■ THE EXERCISE
Which lines in the rows below contain the string "hillside"? Copy each of those lines in full.

------ WORKING DATA ------

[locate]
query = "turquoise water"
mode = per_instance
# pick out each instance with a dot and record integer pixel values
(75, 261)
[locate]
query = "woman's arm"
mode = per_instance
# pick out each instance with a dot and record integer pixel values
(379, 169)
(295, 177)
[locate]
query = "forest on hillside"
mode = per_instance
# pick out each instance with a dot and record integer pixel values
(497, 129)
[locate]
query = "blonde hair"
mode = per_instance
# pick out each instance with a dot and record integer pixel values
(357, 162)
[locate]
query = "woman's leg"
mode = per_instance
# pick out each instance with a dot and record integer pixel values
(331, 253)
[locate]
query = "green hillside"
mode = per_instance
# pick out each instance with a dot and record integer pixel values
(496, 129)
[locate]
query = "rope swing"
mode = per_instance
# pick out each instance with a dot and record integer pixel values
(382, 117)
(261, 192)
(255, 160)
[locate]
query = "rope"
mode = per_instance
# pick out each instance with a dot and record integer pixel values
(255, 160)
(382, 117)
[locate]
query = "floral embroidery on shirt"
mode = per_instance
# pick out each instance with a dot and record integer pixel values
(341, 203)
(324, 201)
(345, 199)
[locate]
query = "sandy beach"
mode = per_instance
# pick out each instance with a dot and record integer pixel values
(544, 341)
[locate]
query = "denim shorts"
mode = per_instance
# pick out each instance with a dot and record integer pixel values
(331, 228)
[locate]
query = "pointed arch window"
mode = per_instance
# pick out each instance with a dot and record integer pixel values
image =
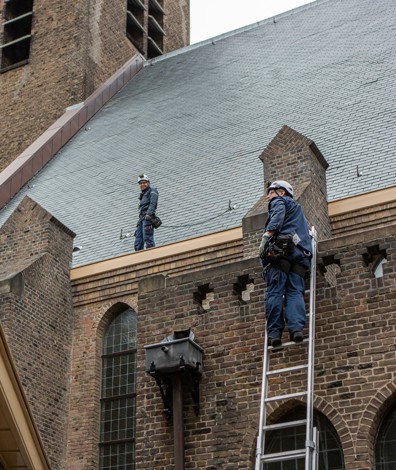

------

■ RIGHT ANSWER
query = "forest on hillside"
query = "green hillside"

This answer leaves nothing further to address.